(WHAT THIS TASK INVOLVES) Rewrite as a numbered list the lines of the listing from the one containing "Where can the open" through the end, inclusive, omitting blank lines.

Dataset rows on where objects are located
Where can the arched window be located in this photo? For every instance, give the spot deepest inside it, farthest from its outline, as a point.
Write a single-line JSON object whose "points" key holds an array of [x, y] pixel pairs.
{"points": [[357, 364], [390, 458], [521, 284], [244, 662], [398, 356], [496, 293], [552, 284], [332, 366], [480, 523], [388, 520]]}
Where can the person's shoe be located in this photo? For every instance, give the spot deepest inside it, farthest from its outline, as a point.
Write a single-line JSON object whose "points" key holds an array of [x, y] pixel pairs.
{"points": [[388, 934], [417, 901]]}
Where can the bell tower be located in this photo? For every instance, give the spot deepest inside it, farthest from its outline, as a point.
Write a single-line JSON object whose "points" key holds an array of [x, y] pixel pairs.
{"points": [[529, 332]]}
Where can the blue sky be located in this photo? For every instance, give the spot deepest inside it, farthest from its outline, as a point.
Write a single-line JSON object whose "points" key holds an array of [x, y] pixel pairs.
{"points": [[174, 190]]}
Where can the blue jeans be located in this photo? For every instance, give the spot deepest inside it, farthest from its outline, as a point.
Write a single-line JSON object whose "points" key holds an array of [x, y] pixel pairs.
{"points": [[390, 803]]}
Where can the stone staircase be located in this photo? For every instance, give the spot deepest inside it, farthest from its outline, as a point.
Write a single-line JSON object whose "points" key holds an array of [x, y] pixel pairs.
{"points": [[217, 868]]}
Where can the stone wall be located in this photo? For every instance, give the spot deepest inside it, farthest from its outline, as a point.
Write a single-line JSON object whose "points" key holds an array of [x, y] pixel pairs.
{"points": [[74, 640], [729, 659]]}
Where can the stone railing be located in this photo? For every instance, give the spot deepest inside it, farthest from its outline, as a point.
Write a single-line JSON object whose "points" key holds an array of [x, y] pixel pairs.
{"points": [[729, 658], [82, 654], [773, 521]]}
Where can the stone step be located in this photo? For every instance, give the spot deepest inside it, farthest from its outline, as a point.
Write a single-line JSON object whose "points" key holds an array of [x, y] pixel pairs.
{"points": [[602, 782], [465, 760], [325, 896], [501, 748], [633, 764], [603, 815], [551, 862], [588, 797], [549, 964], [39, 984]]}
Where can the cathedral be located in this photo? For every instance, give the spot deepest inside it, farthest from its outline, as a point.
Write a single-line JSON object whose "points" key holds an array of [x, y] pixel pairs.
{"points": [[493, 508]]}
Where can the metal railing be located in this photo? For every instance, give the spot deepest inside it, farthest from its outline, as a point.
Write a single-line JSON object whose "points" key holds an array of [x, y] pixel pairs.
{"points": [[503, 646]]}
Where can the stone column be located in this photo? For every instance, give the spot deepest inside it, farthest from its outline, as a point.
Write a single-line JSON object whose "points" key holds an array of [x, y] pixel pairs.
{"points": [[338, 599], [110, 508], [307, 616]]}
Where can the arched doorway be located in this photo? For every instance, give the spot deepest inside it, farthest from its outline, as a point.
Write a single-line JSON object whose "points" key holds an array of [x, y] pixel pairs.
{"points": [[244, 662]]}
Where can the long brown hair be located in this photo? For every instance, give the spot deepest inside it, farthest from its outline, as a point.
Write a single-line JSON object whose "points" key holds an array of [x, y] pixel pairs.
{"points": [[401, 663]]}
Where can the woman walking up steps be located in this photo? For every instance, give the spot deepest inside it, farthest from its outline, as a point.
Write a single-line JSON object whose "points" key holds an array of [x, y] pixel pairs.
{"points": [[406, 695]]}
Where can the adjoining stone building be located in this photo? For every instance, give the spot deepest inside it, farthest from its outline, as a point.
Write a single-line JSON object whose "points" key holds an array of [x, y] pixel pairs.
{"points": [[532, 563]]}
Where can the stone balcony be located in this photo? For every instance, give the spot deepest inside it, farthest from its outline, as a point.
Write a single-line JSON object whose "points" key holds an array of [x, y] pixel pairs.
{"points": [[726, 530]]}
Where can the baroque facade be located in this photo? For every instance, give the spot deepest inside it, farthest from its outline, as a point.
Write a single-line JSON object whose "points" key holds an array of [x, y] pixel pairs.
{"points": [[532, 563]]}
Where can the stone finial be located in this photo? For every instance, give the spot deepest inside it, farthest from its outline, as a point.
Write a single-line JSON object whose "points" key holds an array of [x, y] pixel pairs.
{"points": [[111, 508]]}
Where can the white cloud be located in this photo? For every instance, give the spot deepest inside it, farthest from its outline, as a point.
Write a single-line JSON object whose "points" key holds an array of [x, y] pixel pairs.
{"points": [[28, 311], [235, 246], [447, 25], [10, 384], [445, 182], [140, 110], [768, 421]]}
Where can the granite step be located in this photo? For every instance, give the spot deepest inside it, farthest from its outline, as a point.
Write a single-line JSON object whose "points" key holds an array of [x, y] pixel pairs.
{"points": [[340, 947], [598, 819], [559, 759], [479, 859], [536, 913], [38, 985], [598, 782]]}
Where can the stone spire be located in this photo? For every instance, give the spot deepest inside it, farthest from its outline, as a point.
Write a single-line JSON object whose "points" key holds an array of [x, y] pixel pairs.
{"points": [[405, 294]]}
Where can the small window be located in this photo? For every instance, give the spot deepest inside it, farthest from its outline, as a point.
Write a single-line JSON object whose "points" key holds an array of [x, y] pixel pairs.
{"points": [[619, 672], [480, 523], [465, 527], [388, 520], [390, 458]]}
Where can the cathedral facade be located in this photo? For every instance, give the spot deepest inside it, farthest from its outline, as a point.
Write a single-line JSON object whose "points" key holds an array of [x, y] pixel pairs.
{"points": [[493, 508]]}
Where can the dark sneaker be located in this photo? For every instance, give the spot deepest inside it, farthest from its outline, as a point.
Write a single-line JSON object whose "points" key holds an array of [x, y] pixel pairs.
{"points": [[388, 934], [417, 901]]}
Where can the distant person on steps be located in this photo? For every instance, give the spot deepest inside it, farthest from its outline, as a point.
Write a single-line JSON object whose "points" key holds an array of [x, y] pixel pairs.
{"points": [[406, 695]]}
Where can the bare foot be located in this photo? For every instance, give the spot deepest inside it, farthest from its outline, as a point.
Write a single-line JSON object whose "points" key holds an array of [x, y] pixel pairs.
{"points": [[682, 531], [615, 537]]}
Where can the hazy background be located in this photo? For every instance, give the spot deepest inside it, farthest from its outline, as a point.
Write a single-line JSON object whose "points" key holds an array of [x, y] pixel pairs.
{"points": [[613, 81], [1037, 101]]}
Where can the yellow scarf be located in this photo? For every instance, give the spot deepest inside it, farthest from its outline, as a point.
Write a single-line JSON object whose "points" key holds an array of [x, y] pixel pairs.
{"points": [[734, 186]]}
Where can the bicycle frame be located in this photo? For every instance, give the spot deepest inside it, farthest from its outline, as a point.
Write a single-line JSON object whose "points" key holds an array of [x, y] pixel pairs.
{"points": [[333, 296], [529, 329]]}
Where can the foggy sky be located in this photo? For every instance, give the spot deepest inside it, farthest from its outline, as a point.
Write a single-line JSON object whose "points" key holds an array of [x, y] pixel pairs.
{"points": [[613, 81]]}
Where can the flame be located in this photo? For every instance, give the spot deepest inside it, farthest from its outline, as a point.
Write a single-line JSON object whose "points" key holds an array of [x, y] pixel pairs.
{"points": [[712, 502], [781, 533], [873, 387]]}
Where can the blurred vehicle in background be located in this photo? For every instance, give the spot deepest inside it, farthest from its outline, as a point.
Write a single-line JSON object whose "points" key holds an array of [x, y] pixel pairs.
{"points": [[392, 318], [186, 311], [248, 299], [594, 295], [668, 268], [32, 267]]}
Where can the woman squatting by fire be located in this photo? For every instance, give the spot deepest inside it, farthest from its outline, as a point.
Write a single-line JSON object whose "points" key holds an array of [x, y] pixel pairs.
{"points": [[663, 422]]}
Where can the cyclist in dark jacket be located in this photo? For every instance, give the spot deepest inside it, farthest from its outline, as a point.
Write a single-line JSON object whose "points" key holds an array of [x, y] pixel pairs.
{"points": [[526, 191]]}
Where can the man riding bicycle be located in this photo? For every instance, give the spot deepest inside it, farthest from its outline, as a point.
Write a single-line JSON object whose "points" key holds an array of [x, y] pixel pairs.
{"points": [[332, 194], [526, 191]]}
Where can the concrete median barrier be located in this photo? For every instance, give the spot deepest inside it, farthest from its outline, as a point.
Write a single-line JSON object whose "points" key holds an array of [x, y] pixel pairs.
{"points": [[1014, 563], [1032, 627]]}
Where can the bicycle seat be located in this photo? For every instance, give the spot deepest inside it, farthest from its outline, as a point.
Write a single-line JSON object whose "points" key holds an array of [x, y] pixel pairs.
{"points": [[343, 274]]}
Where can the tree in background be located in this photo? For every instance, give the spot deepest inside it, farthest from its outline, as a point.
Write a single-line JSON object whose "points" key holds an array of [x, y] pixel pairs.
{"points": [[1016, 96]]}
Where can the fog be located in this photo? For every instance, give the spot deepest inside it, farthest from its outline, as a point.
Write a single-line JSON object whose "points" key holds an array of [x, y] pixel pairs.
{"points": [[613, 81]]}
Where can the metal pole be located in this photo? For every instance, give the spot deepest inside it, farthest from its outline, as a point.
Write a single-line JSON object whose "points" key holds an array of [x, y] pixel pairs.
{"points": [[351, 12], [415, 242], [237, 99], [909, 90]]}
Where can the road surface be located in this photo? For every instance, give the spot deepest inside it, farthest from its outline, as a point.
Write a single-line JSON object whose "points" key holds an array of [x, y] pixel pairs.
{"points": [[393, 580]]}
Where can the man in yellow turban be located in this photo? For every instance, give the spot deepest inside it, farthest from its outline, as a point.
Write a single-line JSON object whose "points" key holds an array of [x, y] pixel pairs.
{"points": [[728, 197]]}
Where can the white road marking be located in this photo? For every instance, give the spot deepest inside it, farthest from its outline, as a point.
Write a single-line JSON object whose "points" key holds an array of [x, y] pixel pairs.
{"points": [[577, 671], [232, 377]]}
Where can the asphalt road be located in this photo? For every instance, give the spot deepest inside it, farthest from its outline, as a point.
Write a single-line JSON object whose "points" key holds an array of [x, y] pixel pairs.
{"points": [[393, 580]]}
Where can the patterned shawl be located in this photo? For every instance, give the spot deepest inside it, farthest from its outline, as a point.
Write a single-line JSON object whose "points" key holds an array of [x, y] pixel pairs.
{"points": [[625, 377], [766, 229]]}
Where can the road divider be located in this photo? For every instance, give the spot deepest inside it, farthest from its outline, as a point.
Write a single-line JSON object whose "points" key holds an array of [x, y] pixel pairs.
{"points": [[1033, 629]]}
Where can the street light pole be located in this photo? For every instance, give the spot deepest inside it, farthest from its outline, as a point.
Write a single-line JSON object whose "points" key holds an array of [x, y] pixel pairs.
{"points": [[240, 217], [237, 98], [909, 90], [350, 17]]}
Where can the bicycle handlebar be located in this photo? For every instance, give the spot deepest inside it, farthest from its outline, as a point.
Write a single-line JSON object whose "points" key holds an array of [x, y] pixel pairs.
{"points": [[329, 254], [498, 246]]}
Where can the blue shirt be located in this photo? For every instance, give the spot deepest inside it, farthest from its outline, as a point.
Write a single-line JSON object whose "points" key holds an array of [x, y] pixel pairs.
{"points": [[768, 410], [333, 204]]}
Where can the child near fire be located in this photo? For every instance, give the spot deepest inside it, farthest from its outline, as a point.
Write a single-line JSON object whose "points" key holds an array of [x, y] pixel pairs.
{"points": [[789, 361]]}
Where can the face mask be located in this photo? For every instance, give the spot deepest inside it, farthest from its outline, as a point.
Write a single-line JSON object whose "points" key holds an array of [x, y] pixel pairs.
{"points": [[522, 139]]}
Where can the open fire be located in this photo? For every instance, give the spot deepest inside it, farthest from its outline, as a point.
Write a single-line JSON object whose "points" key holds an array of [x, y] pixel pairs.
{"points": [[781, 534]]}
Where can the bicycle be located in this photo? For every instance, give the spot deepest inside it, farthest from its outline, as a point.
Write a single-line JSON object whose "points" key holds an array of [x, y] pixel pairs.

(ANSWER IN FULL)
1. Where can the open fire be located in this photo? For every instance, give the spot deepest inside it, farthest from its outline, as a point.
2. Write a single-line JSON object whose "points" key holds an array of [x, y] pixel pairs.
3. {"points": [[781, 534]]}
4. Where can the bicycle be located in this photo? For every instance, give the spot deepest inside it, farthest from its outline, as a point.
5. Write a single-line JSON object whose "points" key holds an array of [x, y] pixel pairs.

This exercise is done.